* _EXERCISE_
Count how many lines in the records below contain the word "laundry". Reply with the number alone.

* _RECORDS FOR THE TASK_
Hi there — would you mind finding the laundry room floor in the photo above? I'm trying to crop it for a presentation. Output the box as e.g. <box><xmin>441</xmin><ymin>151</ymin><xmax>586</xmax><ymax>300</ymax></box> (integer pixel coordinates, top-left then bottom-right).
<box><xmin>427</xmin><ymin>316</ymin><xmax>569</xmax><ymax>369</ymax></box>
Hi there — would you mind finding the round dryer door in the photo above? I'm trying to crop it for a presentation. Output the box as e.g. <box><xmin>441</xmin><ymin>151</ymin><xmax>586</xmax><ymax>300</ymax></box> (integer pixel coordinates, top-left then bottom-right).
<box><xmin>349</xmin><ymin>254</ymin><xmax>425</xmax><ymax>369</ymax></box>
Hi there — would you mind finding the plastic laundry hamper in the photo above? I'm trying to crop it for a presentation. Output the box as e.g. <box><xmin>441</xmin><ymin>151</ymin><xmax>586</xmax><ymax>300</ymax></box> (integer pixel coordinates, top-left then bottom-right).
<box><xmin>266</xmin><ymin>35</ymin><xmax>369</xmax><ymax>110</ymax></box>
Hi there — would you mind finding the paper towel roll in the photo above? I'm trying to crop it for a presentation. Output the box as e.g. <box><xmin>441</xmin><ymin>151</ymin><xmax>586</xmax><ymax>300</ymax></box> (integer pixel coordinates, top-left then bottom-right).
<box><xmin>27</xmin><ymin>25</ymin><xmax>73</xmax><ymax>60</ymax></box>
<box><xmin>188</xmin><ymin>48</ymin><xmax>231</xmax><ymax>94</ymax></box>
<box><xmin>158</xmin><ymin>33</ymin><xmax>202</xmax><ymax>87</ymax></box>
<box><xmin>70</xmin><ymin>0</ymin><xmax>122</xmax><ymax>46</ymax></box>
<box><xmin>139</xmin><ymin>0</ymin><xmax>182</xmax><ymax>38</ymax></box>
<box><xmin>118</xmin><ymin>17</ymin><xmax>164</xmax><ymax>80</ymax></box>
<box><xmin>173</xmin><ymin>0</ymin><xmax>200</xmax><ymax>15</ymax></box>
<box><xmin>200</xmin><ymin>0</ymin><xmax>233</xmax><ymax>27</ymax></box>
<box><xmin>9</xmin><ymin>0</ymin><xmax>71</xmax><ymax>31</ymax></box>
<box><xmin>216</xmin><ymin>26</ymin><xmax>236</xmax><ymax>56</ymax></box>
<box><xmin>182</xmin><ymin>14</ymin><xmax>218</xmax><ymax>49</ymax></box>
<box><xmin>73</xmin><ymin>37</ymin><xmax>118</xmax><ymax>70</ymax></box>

---

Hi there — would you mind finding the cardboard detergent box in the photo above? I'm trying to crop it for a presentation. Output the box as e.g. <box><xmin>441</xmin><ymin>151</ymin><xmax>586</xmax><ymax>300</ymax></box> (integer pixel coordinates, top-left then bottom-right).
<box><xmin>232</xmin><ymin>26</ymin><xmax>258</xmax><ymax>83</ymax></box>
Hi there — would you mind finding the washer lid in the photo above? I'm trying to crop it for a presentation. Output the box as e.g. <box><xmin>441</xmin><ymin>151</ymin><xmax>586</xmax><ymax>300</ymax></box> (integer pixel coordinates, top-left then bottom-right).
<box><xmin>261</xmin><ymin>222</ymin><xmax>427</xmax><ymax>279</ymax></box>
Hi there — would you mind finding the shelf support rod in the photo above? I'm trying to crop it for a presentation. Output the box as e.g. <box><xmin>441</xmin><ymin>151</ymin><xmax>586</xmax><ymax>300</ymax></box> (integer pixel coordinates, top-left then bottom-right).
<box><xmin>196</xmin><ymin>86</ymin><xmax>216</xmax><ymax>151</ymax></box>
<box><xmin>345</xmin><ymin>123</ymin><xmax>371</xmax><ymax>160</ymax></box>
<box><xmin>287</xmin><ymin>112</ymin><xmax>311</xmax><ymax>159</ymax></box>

--

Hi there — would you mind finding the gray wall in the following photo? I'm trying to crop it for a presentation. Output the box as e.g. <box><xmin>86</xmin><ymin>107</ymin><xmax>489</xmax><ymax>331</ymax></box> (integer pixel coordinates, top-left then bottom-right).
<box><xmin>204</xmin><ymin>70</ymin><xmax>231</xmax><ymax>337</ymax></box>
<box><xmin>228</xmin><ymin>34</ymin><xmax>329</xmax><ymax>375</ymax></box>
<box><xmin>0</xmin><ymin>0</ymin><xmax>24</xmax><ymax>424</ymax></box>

* _OUTPUT FOR THIS TASK_
2